Top of Selected excerpt
[Histonet] Formalin fix---then freeze?

Hermina Borgerink hborgeri <@t> wfubmc.edu
Tue Jul 13 10:35:06 CDT 2004


We routinely do lipid staining on formalin fixed archival tissue and use the following procedure:  wash the tissue specimen under running water for an hour to remove the formalin.  Then infiltrate overnight at 4°C with 15% sucrose in PBS.  Freeze the tissue in OCT and section at 5 - 6 µm. We use Churukian's Oil Red O as our fat stain.  By cryoprotecting the tissue in sucrose, the morphology is comparable to that of a paraffin section. 
Hermina


Hermina M. Borgerink, BA, HTL(ASCP)QIHC

Wake Forest University Health Sciences
Department of Pathology
Medical Center Blvd.
Bottom of Selected excerpt
Top of Records provided
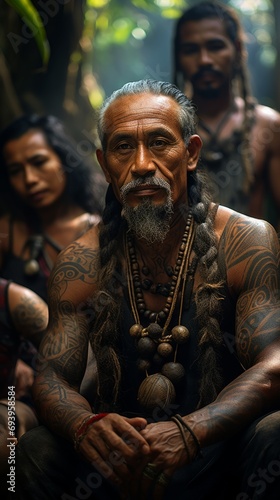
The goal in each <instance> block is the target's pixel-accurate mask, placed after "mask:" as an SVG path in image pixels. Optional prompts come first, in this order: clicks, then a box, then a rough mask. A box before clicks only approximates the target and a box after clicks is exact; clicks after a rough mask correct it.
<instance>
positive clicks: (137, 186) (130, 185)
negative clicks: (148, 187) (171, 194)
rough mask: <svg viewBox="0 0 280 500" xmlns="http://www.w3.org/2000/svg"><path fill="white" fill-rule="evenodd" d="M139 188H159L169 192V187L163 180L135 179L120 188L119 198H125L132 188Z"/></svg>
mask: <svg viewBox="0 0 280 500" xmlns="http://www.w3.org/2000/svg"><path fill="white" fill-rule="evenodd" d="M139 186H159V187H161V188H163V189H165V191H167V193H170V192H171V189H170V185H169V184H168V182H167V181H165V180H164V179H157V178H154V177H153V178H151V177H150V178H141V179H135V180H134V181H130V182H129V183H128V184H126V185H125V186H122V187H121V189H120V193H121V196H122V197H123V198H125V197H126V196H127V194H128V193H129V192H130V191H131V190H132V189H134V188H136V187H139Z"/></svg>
Bottom of Records provided
- Work request 1
Duplicate the section of the post on freezing formalin-fixed tissue that opens with the words containing "We routinely do" and closes with "a paraffin section.".
- Work request 2
Pick up the post on freezing formalin-fixed tissue where it stops, and continue it.
The listing is separate from the post on freezing formalin-fixed tissue.

- Exercise answer 1
We routinely do lipid staining on formalin fixed archival tissue and use the following procedure:  wash the tissue specimen under running water for an hour to remove the formalin.  Then infiltrate overnight at 4°C with 15% sucrose in PBS.  Freeze the tissue in OCT and section at 5 - 6 µm. We use Churukian's Oil Red O as our fat stain.  By cryoprotecting the tissue in sucrose, the morphology is comparable to that of a paraffin section.

- Exercise answer 2
Winston-Salem, NC 27157
Tel. (336) 716-1538
Fax (336) 716-1515
e-mail hborgeri <@t> wfubmc.edu
 

-----Original Message-----
From: histonet-bounces <@t> lists.utsouthwestern.edu [mailto:histonet-bounces <@t> lists.utsouthwestern.edu] On Behalf Of Gudrun Lang
Sent: Tuesday, July 13, 2004 10:58 AM
To: Histonetliste
Subject: Re: [Histonet] Formalin fix---then freeze?

Would this method be adequate for lung to perform Sudan-stain on it?
That opens the possibility to store the autopsy-tissue in formalin and do
the staining later.
Has anybody experience with this?

Gudrun Lang

----- Original Message -----
From: "KMIN (Kathy Mink)" <minkk <@t> zgi.com>
To: <histonet <@t> lists.utsouthwestern.edu>
Sent: Tuesday, July 13, 2004 2:09 AM
Subject: [Histonet] Formalin fix---then freeze?


Hi,

I have been asked an unusual (stupid?) question and hope someone can help.
Is it possible to formalin fix a tissue and then put it in OCT and freeze it
to cut frozen sections?  I know it doesn't make much sense but apparently a
contract we have was worded this way (obviously not proof read by the
pathologist) and now I need to treat the tissue this way if possible.  Help!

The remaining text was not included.